# Set problem
Copy out the rows that follow, changing every "Query" to "Label" and leaving all other text as it stands. Leave out the pictures.

# Data rows
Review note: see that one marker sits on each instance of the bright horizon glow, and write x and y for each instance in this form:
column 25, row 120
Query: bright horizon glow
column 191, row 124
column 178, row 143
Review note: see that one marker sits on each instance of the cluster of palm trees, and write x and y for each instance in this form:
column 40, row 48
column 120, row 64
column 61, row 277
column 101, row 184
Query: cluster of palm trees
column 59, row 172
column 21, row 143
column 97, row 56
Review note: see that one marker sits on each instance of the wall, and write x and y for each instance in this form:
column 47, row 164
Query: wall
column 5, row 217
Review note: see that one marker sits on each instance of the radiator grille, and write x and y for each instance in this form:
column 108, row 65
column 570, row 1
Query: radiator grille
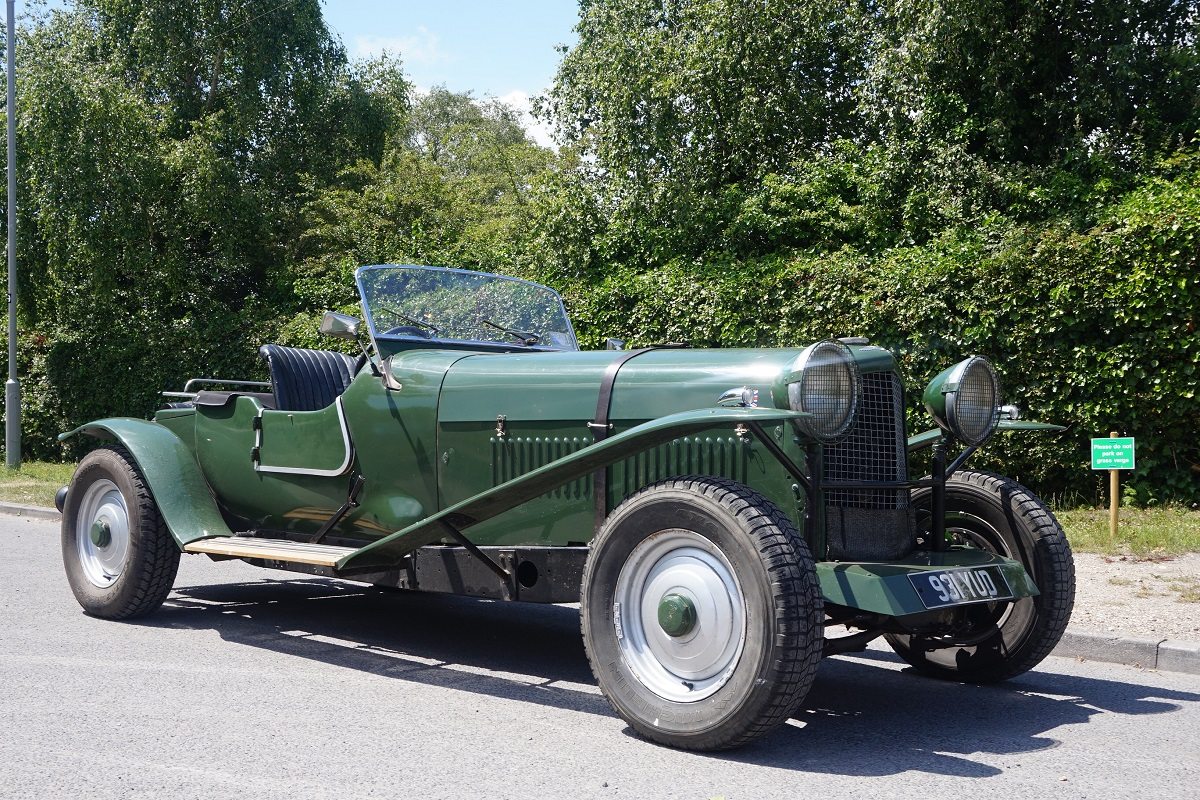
column 871, row 524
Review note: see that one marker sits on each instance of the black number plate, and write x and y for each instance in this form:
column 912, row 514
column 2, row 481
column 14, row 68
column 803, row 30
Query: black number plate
column 959, row 587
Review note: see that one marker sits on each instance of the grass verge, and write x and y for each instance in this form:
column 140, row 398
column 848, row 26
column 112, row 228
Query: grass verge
column 34, row 482
column 1143, row 533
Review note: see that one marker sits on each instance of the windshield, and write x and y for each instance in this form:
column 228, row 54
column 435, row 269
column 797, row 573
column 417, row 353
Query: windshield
column 419, row 304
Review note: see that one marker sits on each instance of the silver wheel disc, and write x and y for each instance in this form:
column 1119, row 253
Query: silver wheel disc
column 102, row 534
column 682, row 567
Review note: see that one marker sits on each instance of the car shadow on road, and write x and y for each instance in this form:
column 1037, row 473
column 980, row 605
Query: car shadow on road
column 534, row 654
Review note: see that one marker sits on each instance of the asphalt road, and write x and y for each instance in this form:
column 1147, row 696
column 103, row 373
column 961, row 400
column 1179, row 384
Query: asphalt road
column 253, row 684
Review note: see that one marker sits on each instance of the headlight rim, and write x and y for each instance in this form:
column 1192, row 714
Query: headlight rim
column 948, row 414
column 795, row 390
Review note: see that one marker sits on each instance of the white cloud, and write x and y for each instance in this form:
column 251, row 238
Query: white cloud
column 538, row 131
column 423, row 48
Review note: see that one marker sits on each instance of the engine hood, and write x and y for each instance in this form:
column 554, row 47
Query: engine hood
column 564, row 386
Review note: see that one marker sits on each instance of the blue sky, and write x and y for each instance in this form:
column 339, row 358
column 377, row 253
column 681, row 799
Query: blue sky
column 493, row 49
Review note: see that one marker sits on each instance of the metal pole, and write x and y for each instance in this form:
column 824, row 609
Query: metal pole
column 12, row 386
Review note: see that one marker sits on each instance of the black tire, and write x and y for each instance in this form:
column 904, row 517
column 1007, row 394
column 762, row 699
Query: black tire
column 999, row 641
column 691, row 531
column 126, row 570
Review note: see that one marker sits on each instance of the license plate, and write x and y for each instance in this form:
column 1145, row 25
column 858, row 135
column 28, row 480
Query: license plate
column 960, row 587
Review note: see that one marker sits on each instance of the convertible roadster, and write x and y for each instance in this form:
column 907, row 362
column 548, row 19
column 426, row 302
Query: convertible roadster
column 724, row 517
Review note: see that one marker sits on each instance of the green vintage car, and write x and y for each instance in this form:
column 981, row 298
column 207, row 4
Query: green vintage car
column 724, row 517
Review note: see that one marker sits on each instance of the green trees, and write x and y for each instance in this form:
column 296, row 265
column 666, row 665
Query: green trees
column 946, row 178
column 162, row 152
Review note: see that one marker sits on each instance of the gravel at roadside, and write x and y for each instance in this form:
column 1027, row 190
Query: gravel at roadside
column 1147, row 599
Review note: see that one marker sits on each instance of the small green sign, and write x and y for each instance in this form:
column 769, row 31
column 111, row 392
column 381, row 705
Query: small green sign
column 1113, row 453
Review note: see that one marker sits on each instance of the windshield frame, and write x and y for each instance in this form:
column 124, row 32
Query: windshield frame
column 390, row 344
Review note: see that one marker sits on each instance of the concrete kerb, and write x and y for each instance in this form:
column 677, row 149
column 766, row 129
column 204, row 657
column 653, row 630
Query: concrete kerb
column 36, row 512
column 1150, row 654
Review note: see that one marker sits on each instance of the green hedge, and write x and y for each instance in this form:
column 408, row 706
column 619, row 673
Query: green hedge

# Solved problem
Review note: see that one marker sits on each instance of the bright horizon glow, and write x and y for each instance in this form:
column 25, row 120
Label: bright horizon glow
column 191, row 124
column 178, row 143
Review note: see that one marker sits on each instance of the cluster of palm trees, and write x and y for each instance in this form:
column 40, row 48
column 120, row 64
column 61, row 277
column 101, row 184
Label: cluster of palm trees
column 59, row 172
column 21, row 143
column 97, row 56
Review note: see that one marker sits on each instance of the wall, and write x and y for each instance in this form:
column 47, row 164
Label: wall
column 5, row 217
Review note: see that one marker sits on each instance of the radiator grille, and write x and y for each instance in this form:
column 108, row 65
column 570, row 1
Label: radiator grille
column 871, row 524
Review note: see that one marker sits on each instance of the black number plate, and write x and y for each instance in this form:
column 912, row 514
column 2, row 481
column 14, row 68
column 803, row 30
Label: black number plate
column 959, row 587
Review note: see that one marker sits on each instance of the grass verge, and write x and y for each instance in this form:
column 140, row 398
column 848, row 26
column 112, row 228
Label: grass verge
column 34, row 482
column 1143, row 533
Review note: see that one marker sits on each instance of the windshield, and write x and y for each instance in this form:
column 228, row 54
column 435, row 269
column 797, row 573
column 417, row 353
Label: windshield
column 419, row 304
Review note: see that one marker sits on each instance of the silver wheel disc, and write x and y for each instance in this form:
column 1119, row 253
Label: silver wheel disc
column 102, row 534
column 682, row 567
Review note: see that one marker sits on each instance of the car shadow on road, and write x and y for each instance in this form:
column 1037, row 473
column 980, row 605
Label: car shadow on road
column 534, row 654
Review note: see that one marker sits on each instance of the asphalt road, and write x and y for each instance in this form:
column 1147, row 696
column 103, row 373
column 961, row 400
column 1179, row 384
Label: asphalt road
column 253, row 684
Review note: see that one marker sits on each instance of the headlight rim, and write x and y for each instance in this form:
column 1192, row 714
Label: headlight rim
column 948, row 414
column 795, row 390
Review note: see that one marker sits on each instance of the white cloud, and write x and y for each instance in this form:
column 251, row 238
Label: white cloud
column 538, row 131
column 423, row 48
Review note: see that one marker sits on each instance of the engine hood, and write x and y for each instance in this form:
column 554, row 47
Label: engine hood
column 564, row 386
Review note: see that one marker sits on each instance of the blue sky, and write x and y for each instance in this form:
column 339, row 358
column 377, row 253
column 681, row 799
Label: blue sky
column 493, row 49
Review note: see that one marker sits on each instance of the metal pole, and write x and y for each instance in this form:
column 824, row 609
Label: metal pole
column 12, row 386
Review note: see that one marker sits on each instance of the black tire, and write x and y for each instance in this form:
column 904, row 517
column 1007, row 394
column 762, row 699
Label: black tire
column 999, row 641
column 691, row 531
column 126, row 570
Review note: see that one marker sits on each instance of the license plate, and write x and y for each instance in this form:
column 1145, row 25
column 858, row 135
column 28, row 480
Label: license plate
column 960, row 587
Review note: see that one marker sits on each instance of the convertible roadster, and write x and y for each instance in this form:
column 907, row 362
column 548, row 19
column 426, row 302
Label: convertible roadster
column 724, row 517
Review note: see that one marker sits on each instance of the green vintage car, and write x and y for each instance in this form:
column 981, row 298
column 207, row 4
Label: green vintage car
column 724, row 517
Review note: see that one marker sits on each instance of the green trees, and write x and y for each instance in this form:
column 296, row 265
column 666, row 665
Label: green trees
column 946, row 178
column 162, row 152
Review note: see that one marker sits on each instance of the gravel at roadside, and write x and y for each instance in this form:
column 1027, row 190
Label: gravel at roadside
column 1147, row 599
Review note: see that one marker sits on each instance of the small green sign, and write x and y for each instance in this form:
column 769, row 31
column 111, row 392
column 381, row 705
Label: small green sign
column 1113, row 453
Review note: see that one marker sits on each instance of the windshield frame, and write x and y for each instance in this form:
column 124, row 32
Label: windshield frame
column 390, row 344
Review note: see that one marker sits on each instance of the concrete kerb, and write x and y for each instance in this form:
column 677, row 149
column 766, row 129
column 204, row 657
column 653, row 630
Label: concrete kerb
column 36, row 512
column 1150, row 654
Review note: see that one marker sits on each instance of the green hedge, and write x and y for each instance in this form:
column 408, row 706
column 619, row 673
Label: green hedge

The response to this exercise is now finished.